* _WHAT THE EXERCISE ASKS_: From the entries below, pull out every line that contains the string "point" and copy each of those lines. Uppercase and lowercase letters must match exactly.

* _INFORMATION PROVIDED_:
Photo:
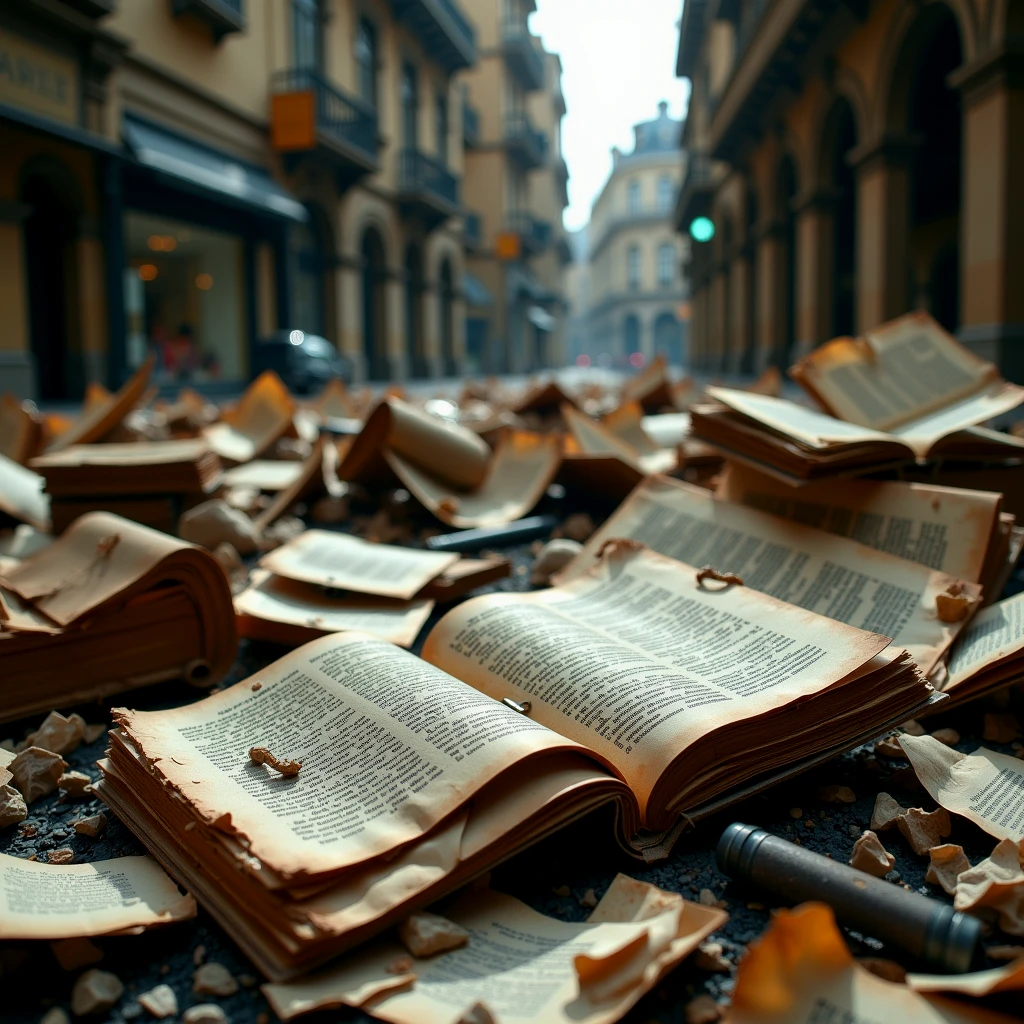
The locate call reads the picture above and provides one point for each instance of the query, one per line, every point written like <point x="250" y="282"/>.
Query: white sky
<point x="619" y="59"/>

* * *

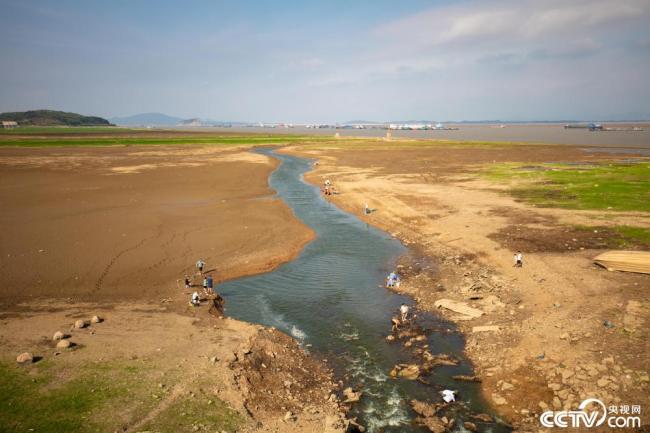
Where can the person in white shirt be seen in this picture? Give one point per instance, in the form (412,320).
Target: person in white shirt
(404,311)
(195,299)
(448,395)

* _ANSWER FOR THE TASK_:
The locate call reads the picture above and provides one point for each instance of the query, one per line, every point written like <point x="250" y="282"/>.
<point x="619" y="59"/>
Where can the person in white shirt be seen in this picture? Give one point per instance, in the form (412,320).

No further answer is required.